**DIRECTIONS**
Extract the entries in their exact form.

[start]

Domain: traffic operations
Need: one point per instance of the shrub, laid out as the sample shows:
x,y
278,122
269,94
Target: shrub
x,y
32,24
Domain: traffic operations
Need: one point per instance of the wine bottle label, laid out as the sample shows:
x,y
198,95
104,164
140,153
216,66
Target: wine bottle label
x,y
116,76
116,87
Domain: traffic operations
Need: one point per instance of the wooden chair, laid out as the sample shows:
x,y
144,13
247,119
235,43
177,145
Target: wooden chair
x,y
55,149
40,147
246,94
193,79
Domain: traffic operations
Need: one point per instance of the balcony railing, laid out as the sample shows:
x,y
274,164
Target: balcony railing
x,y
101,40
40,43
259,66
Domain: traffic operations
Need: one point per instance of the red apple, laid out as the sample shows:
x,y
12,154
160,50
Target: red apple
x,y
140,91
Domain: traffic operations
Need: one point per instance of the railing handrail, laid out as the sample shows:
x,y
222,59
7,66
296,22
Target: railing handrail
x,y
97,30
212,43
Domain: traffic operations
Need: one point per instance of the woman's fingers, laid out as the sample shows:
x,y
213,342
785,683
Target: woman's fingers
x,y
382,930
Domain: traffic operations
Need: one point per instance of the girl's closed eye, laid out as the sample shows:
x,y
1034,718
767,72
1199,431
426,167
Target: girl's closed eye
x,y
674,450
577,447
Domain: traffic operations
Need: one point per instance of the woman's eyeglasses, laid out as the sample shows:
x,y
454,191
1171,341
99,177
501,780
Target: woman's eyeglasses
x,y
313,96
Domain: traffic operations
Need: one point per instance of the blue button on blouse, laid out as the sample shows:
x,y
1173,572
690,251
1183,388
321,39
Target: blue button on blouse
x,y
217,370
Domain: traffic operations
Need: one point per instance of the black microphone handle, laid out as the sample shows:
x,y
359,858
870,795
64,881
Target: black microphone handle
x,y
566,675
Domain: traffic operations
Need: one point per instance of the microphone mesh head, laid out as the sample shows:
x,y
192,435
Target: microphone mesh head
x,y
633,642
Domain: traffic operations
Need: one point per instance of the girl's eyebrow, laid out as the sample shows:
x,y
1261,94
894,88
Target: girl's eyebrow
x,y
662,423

[end]

**EXERCISE OUTPUT**
Domain: traffic operations
Need: one point per instance of the shrub, laid out as the sample shows:
x,y
278,122
269,94
Target: shrub
x,y
32,24
Domain: traffic operations
Need: one point per instance of the wine bottle label, laid out as the sample shows:
x,y
198,95
104,164
140,153
216,66
Target: wine bottle label
x,y
116,76
116,87
Domain: traffic operations
Need: one point per instance of the wooden chair, laid out as the sample shows:
x,y
144,13
247,119
235,43
177,145
Target: wooden chair
x,y
55,149
40,147
246,94
193,79
Domain: traffic operations
Need: one point per instance of the balcony railing, laid out as the sample shows:
x,y
274,164
Target: balcony railing
x,y
101,40
40,43
259,66
Domain: traffic operations
Need: one point per instance of the red apple, laid out as the sample shows:
x,y
12,154
160,50
Target: red apple
x,y
140,91
Domain: traffic operations
Need: one point per instance of the railing handrail, laid out as the sample shows:
x,y
222,59
7,66
296,22
Target: railing handrail
x,y
97,30
212,43
Domain: traffic operations
Need: one point per instance of the woman's fingers, laid out as the sample shows:
x,y
213,342
785,683
Target: woman's fingers
x,y
382,930
Domain: traffic operations
Need: one point per instance of the girl's closed eye, laid out as the sample shows:
x,y
1034,718
767,72
1199,431
426,167
Target: girl's closed eye
x,y
674,450
577,447
Domain: traffic operations
Need: one point per instance of the woman's eyeglasses, laid out as the sample shows:
x,y
454,191
1171,341
99,177
501,780
Target: woman's eyeglasses
x,y
313,96
Domain: traffic operations
Need: one point per instance of the blue button on blouse, laid out as the sample shows:
x,y
1173,572
690,251
1183,388
321,39
Target: blue button on blouse
x,y
217,370
Domain: traffic operations
Need: one point per instance of the black microphone handle, laid out as the sample shows:
x,y
359,858
870,795
64,881
Target: black microphone handle
x,y
566,675
Domain: traffic operations
Need: one point per instance of the microphone mesh head, laid out as the sample shows:
x,y
192,435
Target: microphone mesh head
x,y
633,642
Domain: traffic operations
Need: one point per instance of the girl's eyebrow, laid out as the sample shows:
x,y
1261,94
894,88
Target: girl's eyebrow
x,y
662,423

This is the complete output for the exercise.